* Exercise brief
Since the data must remain as supplied, reproduce it word for word.

[Point-per-instance localization data]

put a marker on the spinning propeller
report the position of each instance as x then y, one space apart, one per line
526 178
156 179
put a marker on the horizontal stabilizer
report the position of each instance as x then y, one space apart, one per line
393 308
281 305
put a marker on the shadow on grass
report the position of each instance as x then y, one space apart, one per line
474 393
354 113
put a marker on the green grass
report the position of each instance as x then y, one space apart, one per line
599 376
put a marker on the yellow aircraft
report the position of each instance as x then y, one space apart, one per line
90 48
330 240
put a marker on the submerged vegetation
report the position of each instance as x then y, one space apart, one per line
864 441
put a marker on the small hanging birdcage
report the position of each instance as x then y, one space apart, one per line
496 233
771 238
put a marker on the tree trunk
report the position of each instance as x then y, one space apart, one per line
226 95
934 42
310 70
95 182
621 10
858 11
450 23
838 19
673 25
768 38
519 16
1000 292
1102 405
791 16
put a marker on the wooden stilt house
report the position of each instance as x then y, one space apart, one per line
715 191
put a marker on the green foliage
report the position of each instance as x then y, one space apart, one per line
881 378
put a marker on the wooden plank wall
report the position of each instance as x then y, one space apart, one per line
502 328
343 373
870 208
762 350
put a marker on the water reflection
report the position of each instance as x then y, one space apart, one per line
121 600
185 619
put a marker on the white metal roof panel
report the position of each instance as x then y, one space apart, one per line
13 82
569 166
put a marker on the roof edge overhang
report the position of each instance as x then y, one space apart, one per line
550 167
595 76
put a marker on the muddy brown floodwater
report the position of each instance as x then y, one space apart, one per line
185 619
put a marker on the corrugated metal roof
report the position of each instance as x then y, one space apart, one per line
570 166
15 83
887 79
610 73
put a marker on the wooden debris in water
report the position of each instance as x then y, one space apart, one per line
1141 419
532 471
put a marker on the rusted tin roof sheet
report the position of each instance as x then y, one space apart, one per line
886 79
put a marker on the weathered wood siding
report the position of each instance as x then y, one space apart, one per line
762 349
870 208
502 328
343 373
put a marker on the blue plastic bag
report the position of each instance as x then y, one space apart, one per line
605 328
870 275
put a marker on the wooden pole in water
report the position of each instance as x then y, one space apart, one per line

* Response to the task
put a marker on the spinning propeller
report the position of each instance as x then y, one space apart, one per line
526 178
156 179
put a marker on the horizontal stabilizer
report the position of each instance as x then y, one space apart, one per line
393 308
281 305
put a marker on the shadow on grass
report the position of each instance as x then y, one space apart, one per line
474 393
354 113
put a marker on the green grass
report the position of each instance as x then y, one space apart, one per line
599 376
put a marker on the yellow aircraft
report the position of each instance as x then y, one space apart, one per line
90 48
330 240
put a marker on the submerged vegetation
report the position of each instance as x then y, one space apart, one per line
864 441
put a marker on the small hanging birdcage
report the position of each instance as x then y, one space apart, one per line
496 233
771 238
put a marker on the tree trunk
report the position of each instance as x then y, one space apart, one per line
226 95
934 42
310 70
95 182
621 10
858 11
450 23
838 19
673 25
768 38
519 16
1000 292
1102 405
791 16
put a marker on the wooden stilt house
report the position of each instance as x then y, one space apart, one per line
715 191
put a marker on the green foliage
report the position of each instance as x then y, one space apart, one per line
881 378
put a marker on the wooden plank wall
report the position of each instance as x then y, one space apart, one per line
502 328
343 373
870 208
762 350
put a marker on the water reflection
report the position of each instance as x then y, one space apart, one per line
121 600
185 619
put a marker on the white metal roof panel
report the position of each instance as x then y, one space apart, one per line
13 82
569 166
put a marker on the roof edge overhang
report the position of each instance as x then y, one space apart, one per line
550 167
595 76
put a marker on the muddy brown floodwater
report the position of each instance as x then y, one space apart, one per line
185 619
put a marker on the corrugated metal roof
report the position of each instance as x then y, one space apart, one per line
570 166
15 83
887 79
610 73
put a marker on the wooden debris in water
report the position of each instance as x then y, one space apart, one per line
1141 419
532 471
put a marker on the rusted tin roof sheet
report the position of each instance as x then y, one space apart, one per line
886 79
put a marker on the weathered wood siding
report the position of each instance as x then y, one space apart, one per line
762 349
870 208
502 328
343 373
put a marker on the blue plastic bag
report the position of each instance as x then y, one space apart, one per line
605 328
870 275
put a marker on the wooden pole in water
report the position of each instance as x then y, one space apart, one per line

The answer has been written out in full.